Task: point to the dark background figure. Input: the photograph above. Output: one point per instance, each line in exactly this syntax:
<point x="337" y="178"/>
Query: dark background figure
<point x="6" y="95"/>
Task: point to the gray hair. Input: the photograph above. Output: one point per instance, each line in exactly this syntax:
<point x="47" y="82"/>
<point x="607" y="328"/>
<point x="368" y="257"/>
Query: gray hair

-------------------------

→ Problem requirements: Transcribe, in full, each record that appears above.

→ Exercise answer:
Task: point to the dark background figure. Input: the photograph above. Output: one point per instance, each line in exactly this syntax:
<point x="337" y="178"/>
Query: dark background figure
<point x="6" y="95"/>
Task: point to the gray hair. Input: the photograph above. Output: one point per instance, each line in exactly this syntax:
<point x="47" y="82"/>
<point x="607" y="328"/>
<point x="368" y="257"/>
Query: gray hair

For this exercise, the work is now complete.